⟨

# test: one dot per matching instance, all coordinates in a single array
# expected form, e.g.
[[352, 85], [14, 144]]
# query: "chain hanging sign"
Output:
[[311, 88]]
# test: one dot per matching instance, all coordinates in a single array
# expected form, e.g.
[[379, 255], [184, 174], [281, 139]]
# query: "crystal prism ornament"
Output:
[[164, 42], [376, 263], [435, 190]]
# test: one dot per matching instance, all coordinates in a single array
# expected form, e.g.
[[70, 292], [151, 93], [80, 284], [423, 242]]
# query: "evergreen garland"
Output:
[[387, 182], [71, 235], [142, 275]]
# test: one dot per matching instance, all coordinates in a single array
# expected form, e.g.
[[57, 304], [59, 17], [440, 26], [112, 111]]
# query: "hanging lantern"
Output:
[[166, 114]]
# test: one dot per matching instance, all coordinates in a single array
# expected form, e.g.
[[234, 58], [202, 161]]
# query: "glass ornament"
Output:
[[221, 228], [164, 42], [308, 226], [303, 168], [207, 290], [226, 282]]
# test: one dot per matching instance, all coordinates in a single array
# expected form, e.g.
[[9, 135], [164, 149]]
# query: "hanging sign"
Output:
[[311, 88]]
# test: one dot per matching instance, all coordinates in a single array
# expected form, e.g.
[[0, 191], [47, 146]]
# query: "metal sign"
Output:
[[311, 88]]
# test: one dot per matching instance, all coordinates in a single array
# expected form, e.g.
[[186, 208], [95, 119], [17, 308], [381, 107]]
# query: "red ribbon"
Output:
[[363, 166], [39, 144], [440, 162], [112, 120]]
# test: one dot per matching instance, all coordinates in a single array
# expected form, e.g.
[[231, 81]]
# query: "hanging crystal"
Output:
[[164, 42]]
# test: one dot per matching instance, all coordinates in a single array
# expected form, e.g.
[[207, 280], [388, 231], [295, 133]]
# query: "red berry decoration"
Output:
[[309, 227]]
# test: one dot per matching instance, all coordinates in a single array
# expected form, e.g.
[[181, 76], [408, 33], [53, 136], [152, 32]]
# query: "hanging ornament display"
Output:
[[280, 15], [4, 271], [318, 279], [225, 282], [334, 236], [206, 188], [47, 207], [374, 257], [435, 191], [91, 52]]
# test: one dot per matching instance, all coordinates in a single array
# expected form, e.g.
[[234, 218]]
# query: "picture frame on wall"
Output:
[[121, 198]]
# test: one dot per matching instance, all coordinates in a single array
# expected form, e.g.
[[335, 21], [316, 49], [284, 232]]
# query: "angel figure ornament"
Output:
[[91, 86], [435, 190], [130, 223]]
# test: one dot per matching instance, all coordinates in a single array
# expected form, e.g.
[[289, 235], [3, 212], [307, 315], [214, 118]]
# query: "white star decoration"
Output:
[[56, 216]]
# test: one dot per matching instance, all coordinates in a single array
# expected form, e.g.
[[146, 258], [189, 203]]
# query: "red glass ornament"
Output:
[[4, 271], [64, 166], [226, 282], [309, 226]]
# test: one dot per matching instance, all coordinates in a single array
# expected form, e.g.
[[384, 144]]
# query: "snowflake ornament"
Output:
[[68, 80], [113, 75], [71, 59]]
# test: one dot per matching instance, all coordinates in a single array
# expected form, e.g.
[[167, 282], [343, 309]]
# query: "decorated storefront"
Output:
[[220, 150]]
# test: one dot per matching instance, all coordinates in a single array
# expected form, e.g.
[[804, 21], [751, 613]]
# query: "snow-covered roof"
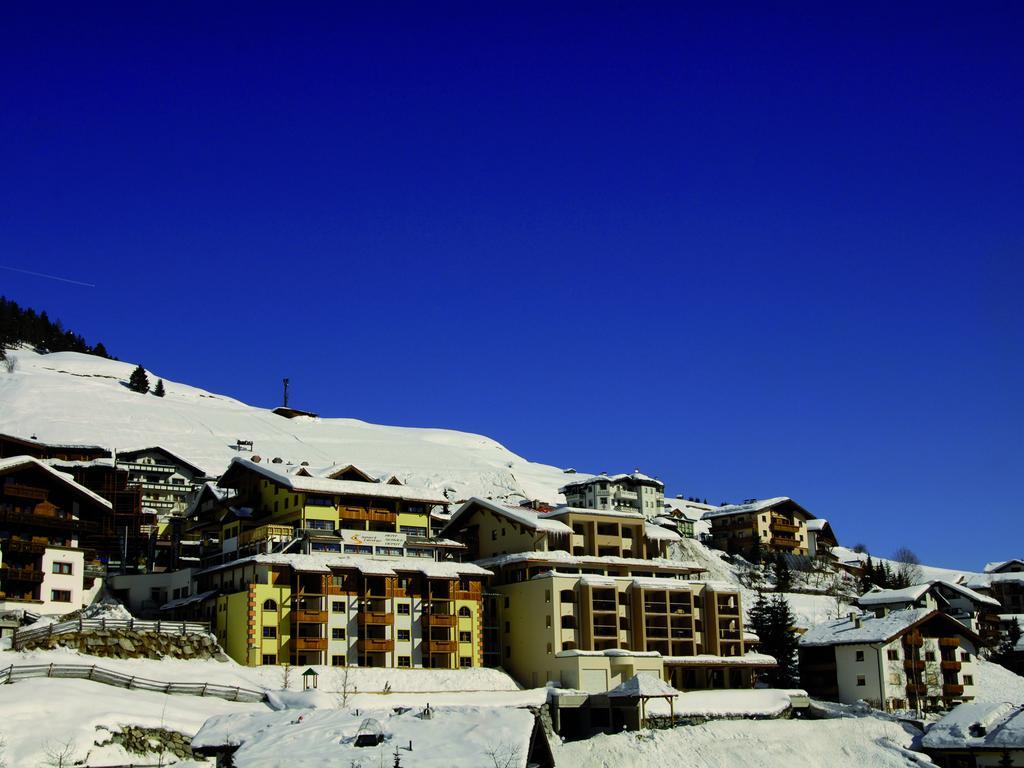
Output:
[[873, 629], [566, 510], [561, 557], [643, 686], [323, 562], [991, 725], [326, 486], [521, 515], [657, 534], [633, 477], [452, 736], [749, 658], [20, 462], [755, 506], [994, 567], [914, 593], [161, 450]]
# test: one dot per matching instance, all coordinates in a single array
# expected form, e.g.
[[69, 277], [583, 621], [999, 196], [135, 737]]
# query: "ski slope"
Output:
[[70, 397]]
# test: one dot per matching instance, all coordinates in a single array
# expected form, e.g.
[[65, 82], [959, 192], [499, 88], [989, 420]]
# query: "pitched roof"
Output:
[[326, 486], [521, 515], [20, 462], [914, 593], [633, 477], [755, 506], [871, 629], [643, 686]]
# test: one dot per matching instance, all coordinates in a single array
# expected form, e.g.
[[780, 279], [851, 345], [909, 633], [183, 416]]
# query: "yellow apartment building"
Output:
[[588, 598]]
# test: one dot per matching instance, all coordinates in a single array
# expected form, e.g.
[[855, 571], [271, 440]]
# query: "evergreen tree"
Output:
[[138, 382], [757, 551]]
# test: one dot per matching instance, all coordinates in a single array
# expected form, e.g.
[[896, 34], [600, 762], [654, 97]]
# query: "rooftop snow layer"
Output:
[[979, 724], [871, 630]]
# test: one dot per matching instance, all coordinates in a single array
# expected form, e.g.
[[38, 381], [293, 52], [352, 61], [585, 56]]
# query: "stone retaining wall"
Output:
[[131, 644]]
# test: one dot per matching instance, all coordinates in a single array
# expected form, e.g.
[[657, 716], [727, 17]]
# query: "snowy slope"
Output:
[[79, 398]]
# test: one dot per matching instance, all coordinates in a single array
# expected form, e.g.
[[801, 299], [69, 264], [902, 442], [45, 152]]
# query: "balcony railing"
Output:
[[307, 615], [374, 645], [309, 643], [367, 617]]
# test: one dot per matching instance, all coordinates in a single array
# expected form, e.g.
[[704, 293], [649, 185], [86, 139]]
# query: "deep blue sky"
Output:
[[752, 250]]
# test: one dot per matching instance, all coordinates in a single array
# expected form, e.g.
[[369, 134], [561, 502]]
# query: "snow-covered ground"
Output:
[[79, 398], [743, 743]]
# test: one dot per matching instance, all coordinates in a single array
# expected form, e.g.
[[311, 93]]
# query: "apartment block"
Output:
[[903, 659], [43, 515], [587, 598], [623, 493], [779, 524], [312, 569]]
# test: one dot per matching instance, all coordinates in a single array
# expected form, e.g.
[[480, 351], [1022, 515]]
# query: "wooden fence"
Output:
[[12, 674], [23, 637]]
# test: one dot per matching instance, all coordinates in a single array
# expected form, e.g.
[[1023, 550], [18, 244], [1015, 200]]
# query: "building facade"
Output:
[[773, 524], [632, 493], [309, 569], [43, 515], [914, 658], [587, 598]]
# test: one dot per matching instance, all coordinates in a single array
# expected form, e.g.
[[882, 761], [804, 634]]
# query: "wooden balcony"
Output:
[[309, 643], [440, 620], [785, 543], [440, 646], [306, 615], [365, 616], [368, 645]]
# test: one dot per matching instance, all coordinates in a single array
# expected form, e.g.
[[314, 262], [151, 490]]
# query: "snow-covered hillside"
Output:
[[79, 398]]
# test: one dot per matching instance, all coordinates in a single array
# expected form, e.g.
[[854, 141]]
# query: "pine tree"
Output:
[[138, 382]]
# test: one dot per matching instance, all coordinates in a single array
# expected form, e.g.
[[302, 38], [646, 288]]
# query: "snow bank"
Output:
[[733, 743]]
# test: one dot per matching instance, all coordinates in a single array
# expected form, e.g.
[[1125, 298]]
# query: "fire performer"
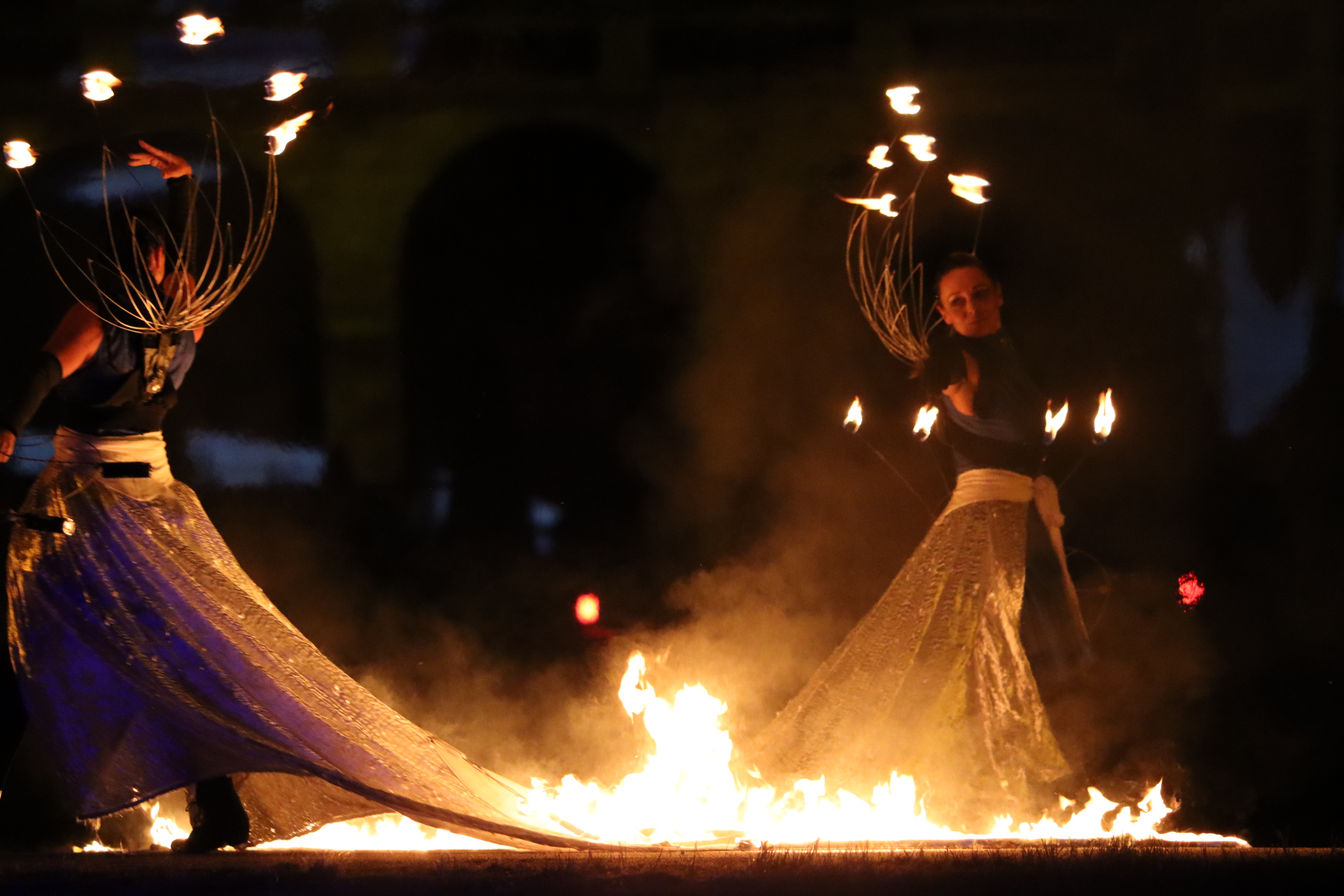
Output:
[[147, 659], [935, 680]]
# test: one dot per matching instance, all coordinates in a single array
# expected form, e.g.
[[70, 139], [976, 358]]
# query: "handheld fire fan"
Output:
[[156, 274], [120, 285], [888, 282]]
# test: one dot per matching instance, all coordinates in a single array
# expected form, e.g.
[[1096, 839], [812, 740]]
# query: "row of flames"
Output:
[[687, 796], [969, 187], [686, 793], [194, 30], [1103, 423]]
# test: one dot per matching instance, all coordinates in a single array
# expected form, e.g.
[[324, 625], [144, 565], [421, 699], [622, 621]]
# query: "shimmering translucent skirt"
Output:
[[933, 683], [148, 661]]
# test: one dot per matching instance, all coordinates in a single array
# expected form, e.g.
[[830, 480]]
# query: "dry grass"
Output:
[[1096, 871]]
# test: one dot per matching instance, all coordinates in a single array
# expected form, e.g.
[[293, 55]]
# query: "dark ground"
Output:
[[1112, 870]]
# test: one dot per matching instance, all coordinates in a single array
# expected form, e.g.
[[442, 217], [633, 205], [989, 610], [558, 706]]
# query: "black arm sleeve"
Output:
[[42, 376]]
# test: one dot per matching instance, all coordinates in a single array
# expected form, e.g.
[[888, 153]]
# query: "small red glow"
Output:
[[1191, 590], [588, 609]]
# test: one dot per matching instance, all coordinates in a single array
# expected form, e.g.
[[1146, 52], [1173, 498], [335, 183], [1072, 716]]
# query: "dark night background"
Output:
[[557, 304]]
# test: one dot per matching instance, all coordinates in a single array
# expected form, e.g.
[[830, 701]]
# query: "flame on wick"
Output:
[[1105, 417], [854, 419], [1191, 590], [902, 100], [588, 609], [881, 204], [198, 30], [286, 132], [283, 85], [924, 422], [921, 147], [1056, 422], [969, 187], [18, 153], [97, 85]]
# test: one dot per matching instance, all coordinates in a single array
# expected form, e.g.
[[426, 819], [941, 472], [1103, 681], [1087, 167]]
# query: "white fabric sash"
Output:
[[82, 450], [1006, 486], [990, 486]]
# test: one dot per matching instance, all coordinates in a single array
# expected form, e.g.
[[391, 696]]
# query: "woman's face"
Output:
[[969, 301]]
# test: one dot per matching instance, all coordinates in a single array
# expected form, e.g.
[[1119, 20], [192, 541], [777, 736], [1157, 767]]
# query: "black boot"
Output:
[[218, 819]]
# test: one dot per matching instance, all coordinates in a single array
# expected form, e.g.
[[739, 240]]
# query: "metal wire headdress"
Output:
[[125, 292]]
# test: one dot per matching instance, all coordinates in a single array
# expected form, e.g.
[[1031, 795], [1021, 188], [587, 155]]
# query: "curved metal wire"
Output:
[[886, 281], [125, 292]]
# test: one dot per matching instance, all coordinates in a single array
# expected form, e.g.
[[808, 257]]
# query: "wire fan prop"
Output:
[[888, 282], [119, 285]]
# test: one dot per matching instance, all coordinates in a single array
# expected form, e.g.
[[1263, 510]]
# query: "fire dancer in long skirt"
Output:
[[935, 680], [148, 660]]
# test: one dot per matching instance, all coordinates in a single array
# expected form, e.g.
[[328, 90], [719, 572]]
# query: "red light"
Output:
[[1191, 590], [588, 609]]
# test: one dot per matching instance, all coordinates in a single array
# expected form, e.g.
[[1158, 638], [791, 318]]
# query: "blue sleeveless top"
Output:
[[120, 356]]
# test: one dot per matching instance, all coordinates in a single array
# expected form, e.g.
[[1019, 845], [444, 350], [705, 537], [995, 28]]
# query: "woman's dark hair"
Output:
[[955, 261]]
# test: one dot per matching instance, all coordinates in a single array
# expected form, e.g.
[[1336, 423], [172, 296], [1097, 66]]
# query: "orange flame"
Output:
[[18, 153], [97, 85], [198, 30], [854, 419], [1105, 416], [924, 422], [968, 187], [286, 132], [921, 147], [1056, 422], [283, 85], [881, 204], [902, 100], [588, 609], [686, 793]]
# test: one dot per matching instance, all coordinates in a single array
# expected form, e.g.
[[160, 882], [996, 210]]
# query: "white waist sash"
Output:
[[89, 452], [1006, 486], [990, 486]]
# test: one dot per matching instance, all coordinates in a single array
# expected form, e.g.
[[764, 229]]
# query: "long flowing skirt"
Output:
[[933, 683], [148, 661]]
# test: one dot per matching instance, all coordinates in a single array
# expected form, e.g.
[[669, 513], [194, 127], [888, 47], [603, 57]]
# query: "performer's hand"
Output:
[[166, 162]]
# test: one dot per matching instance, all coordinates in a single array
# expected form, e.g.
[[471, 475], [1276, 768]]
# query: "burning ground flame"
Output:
[[283, 85], [1056, 422], [902, 100], [97, 85], [881, 204], [286, 132], [924, 422], [18, 153], [921, 147], [687, 794], [1105, 417], [198, 30], [854, 419], [969, 187]]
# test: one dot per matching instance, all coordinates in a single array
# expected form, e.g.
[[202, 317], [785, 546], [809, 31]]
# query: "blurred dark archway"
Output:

⟩

# GIVEN REQUEST
Can you reproduce the rows word for word, beginning at the very first line and ending after the line that contains "[[164, 42], [376, 263], [435, 190]]"?

# REPLY TO THE EXERCISE
# test: one dot per matching instance, all coordinates in a single array
# expected form, e.g.
[[352, 85], [14, 144]]
# query: "chain hanging sign"
Output:
[[311, 88]]
# test: one dot per matching instance, all coordinates in a single array
# expected form, e.g.
[[379, 255], [184, 174], [281, 139]]
# query: "crystal prism ornament"
Output:
[[164, 42], [376, 263], [435, 190]]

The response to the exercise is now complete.